And all the boards did shrink;

Water, water, everywhere,

Nor any drop to drink.

ENGLISH poet Samuel Taylor Coleridge, writing these lines from The Rime of the Ancient Mariner more than 200 years ago, might as well have sketched the scene from the parched village of Sampona in southern Madagascar in 2017.

Home to more than 169 families, Sampona counts the Indian Ocean as its southern border, but without major investment in a desalination plant, people cannot use it to quench the thirst of this parched land.

With dwindling water tables, which are themselves highly saline owing to proximity to the ocean - a problem compounded by challenging geology - the availability of fresh water is extremely limited. At the peak of the dry season, a 20-litre jerry can cost as much as 1200 Madagascar ariary (R4.56) in a region where 92% of the people survive on less than $2 (R24.52) a day.

According to the World Bank, incomes average $0.83 a day here, meaning people sometimes spend more than a third of this on water.

The Indian Ocean has some of the saltiest waters in the world, especially in Madagascar’s zone - the belt between southern Africa and south-western Australia. And scientists say global warming is boosting salinity due to increased evaporation and reduced rainfall, especially in Africa.

“We do a little bit of (lobster) fishing but most of the time we just look at the ocean,” Chief Sylvain Soja Voalahatse says, a resigned expression on his face.

Southern Madagascar, the epicentre of the country’s struggle against climate change, is grappling with a third successive season of below-normal rainfall, forcing some villagers to walk 20km to find water. Across much of the region of about a million people cassava, rice and maize yields have slumped, leaving thousands threatened by famine.

The UN Children’s Fund (Unicef) and sister UN agencies, including the World Food Programme and the Food and Agriculture Organisation, as well as international donors such as the UK’s Department for International Development, are focused on helping communities build capacity to cope with future droughts and floods by helping them replace depleted assets as part of their humanitarian and development work.

“We are also working with the private sector, our partners and the government,” said Elke Wisch, Unicef’s country representative. “In addition to addressing the immediate needs, we are also urging longer-term investment in infrastructure in order to put sustainable solutions in place.”

____

• **TO DO**:
[1] According to the article on water scarcity in southern Madagascar, how many families live in the village of Sampona?
[2] Resume the article on water scarcity in southern Madagascar, picking up after its final sentence.

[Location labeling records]
____

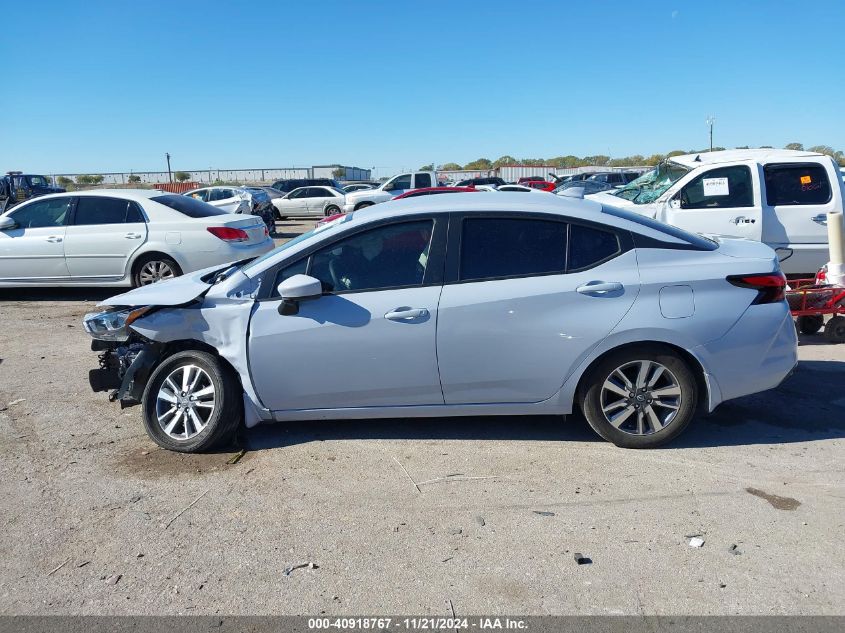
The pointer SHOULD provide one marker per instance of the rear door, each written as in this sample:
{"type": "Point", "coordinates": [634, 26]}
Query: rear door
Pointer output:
{"type": "Point", "coordinates": [797, 198]}
{"type": "Point", "coordinates": [102, 236]}
{"type": "Point", "coordinates": [526, 298]}
{"type": "Point", "coordinates": [35, 249]}
{"type": "Point", "coordinates": [724, 200]}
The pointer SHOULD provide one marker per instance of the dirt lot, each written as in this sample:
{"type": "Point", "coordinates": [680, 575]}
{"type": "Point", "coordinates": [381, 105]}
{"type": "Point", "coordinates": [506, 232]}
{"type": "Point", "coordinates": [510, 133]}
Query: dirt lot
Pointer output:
{"type": "Point", "coordinates": [96, 519]}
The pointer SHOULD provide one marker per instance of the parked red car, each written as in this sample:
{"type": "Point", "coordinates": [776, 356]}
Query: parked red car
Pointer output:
{"type": "Point", "coordinates": [427, 191]}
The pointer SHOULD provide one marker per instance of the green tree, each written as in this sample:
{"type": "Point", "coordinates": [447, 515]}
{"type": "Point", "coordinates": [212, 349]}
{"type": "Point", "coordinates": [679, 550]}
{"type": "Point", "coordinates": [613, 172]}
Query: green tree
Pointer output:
{"type": "Point", "coordinates": [479, 164]}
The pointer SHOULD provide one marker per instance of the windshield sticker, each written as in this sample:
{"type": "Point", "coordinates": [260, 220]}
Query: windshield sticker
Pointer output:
{"type": "Point", "coordinates": [716, 187]}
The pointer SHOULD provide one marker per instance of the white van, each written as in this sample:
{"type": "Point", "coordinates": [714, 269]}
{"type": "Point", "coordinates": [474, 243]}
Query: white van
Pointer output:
{"type": "Point", "coordinates": [776, 196]}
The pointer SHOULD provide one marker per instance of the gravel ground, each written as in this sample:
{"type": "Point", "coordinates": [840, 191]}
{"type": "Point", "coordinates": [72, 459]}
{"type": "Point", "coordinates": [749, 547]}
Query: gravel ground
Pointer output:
{"type": "Point", "coordinates": [97, 520]}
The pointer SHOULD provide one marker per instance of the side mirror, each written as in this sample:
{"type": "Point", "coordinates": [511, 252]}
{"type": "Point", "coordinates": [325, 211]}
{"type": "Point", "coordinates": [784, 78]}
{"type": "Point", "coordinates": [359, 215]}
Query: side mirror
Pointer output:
{"type": "Point", "coordinates": [295, 289]}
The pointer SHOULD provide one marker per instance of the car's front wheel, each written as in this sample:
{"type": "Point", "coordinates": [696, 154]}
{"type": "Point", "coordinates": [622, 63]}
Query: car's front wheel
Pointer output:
{"type": "Point", "coordinates": [192, 403]}
{"type": "Point", "coordinates": [640, 397]}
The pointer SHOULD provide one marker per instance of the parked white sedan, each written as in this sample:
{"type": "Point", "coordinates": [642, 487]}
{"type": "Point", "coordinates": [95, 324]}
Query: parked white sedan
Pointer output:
{"type": "Point", "coordinates": [119, 238]}
{"type": "Point", "coordinates": [466, 304]}
{"type": "Point", "coordinates": [322, 201]}
{"type": "Point", "coordinates": [229, 199]}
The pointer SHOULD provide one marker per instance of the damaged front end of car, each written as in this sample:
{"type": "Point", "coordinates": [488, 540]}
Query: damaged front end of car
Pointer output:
{"type": "Point", "coordinates": [126, 358]}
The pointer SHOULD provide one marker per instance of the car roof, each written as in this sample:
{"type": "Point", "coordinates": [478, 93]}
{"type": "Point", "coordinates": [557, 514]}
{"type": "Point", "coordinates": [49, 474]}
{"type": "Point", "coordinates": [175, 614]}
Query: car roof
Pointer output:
{"type": "Point", "coordinates": [129, 194]}
{"type": "Point", "coordinates": [761, 155]}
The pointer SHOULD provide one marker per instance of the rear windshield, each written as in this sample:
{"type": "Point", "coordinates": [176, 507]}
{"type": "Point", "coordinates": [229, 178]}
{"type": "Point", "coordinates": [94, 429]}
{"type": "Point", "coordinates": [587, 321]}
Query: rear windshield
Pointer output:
{"type": "Point", "coordinates": [186, 205]}
{"type": "Point", "coordinates": [697, 240]}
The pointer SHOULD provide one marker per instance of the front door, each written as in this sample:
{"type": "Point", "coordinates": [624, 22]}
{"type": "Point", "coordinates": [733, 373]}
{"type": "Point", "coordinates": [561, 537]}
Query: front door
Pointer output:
{"type": "Point", "coordinates": [102, 236]}
{"type": "Point", "coordinates": [519, 317]}
{"type": "Point", "coordinates": [369, 341]}
{"type": "Point", "coordinates": [721, 201]}
{"type": "Point", "coordinates": [35, 250]}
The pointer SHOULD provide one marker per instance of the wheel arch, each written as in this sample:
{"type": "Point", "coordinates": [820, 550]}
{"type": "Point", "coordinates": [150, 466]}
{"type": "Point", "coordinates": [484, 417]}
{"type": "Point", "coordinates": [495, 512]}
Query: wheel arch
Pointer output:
{"type": "Point", "coordinates": [702, 378]}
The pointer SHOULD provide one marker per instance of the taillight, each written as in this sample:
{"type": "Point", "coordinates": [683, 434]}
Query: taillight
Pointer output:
{"type": "Point", "coordinates": [228, 234]}
{"type": "Point", "coordinates": [769, 286]}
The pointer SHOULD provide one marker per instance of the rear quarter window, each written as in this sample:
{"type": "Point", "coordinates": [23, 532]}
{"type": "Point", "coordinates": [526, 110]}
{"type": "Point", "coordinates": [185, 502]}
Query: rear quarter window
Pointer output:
{"type": "Point", "coordinates": [188, 206]}
{"type": "Point", "coordinates": [796, 184]}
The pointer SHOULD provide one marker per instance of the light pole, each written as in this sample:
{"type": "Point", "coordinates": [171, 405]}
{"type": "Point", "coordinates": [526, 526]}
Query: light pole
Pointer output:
{"type": "Point", "coordinates": [710, 121]}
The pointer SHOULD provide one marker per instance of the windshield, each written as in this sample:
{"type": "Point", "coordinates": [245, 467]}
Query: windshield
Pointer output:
{"type": "Point", "coordinates": [653, 184]}
{"type": "Point", "coordinates": [322, 228]}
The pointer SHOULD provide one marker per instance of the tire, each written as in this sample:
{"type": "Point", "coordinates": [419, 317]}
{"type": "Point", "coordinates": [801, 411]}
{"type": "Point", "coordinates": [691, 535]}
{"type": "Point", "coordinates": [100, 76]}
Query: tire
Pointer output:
{"type": "Point", "coordinates": [203, 431]}
{"type": "Point", "coordinates": [637, 429]}
{"type": "Point", "coordinates": [810, 324]}
{"type": "Point", "coordinates": [151, 268]}
{"type": "Point", "coordinates": [834, 331]}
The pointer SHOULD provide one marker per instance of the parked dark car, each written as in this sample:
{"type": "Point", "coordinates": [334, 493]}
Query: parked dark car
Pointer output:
{"type": "Point", "coordinates": [472, 182]}
{"type": "Point", "coordinates": [262, 207]}
{"type": "Point", "coordinates": [286, 186]}
{"type": "Point", "coordinates": [589, 186]}
{"type": "Point", "coordinates": [16, 187]}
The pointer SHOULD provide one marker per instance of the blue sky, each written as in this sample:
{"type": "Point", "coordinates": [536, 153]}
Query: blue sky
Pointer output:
{"type": "Point", "coordinates": [111, 86]}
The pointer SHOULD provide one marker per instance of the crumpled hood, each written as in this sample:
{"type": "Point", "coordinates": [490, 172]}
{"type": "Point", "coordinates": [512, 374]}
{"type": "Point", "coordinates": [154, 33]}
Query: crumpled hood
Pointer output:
{"type": "Point", "coordinates": [172, 292]}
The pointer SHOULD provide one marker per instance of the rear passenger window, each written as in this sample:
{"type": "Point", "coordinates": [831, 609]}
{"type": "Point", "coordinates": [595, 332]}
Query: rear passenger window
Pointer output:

____

• **THE RESPONSES**:
[1] More than 169 families.

[2]
To alleviate the current water shortages, Unicef and its partners are supporting the construction and rehabilitation of water and sanitation infrastructure in schools and communities. At schools Unicef provides filters and handwashing devices. In rural areas water points are being built to pump water powered by solar or gravity-led systems.

One of these is the Mandrare pipeline, a $2million project set to benefit more than 46000 people in communities around the town of Amboasary. It is expected to be completed by the end of the year. .

Madagascar ranks fourth worst in the world in sanitation, with only 12% of its people using an improved sanitation facility. And the country ranks sixth worst in the world in the use of safe water, with only half the national population of about 25 million having access to clean water.

At the Mandrare River bridge near Amboasary, almost 1000km south of the capital Antananarivo, we met 15-year-old Mahalanjy and his three brothers as they packed the last of 10 20-litre water cans on to their cart, ready to start their six-hour journey home.

“We got nothing from the fields,” says Mahalanjy, who adds that he can’t recall the last time he was in school. He says perhaps the most he has spent in school is two years. To a question on water at home, he has only one word - “Nothing”.

Mahalanjy and his brothers, as well as dozens of other people, harvest their water from wells dug in the sand, and use this for everything from cooking to washing clothes.

Around him was a hive of activity: in pools dotted along the river, women were bathing and washing clothes while kids frolicked in copper-coloured water, discoloured from dirt gathered along the 270km Mandrare River, which becomes a patchwork of disconnected pools when it dries up in the dry season.

The drought is an unwelcome distraction in a country with some of the worst human development indicators in the world. The country’s human development index of 0.512 in 2016 ranked it 158 out of 181 countries surveyed by the UN Development Programme. And it had been for the past 20 years.

Those statistics become more alarming when the focus shifts to children. Unicef says 47% of the country’s children are stunted - meaning they have suffered irreparable physical growth, and potentially mental development shortfalls - with the consequent impact reflected in the economy.

A recent joint Unicef/National Office of Nutrition study found that reduced productivity attributable to chronic malnutrition costs Madagascar $740m annually.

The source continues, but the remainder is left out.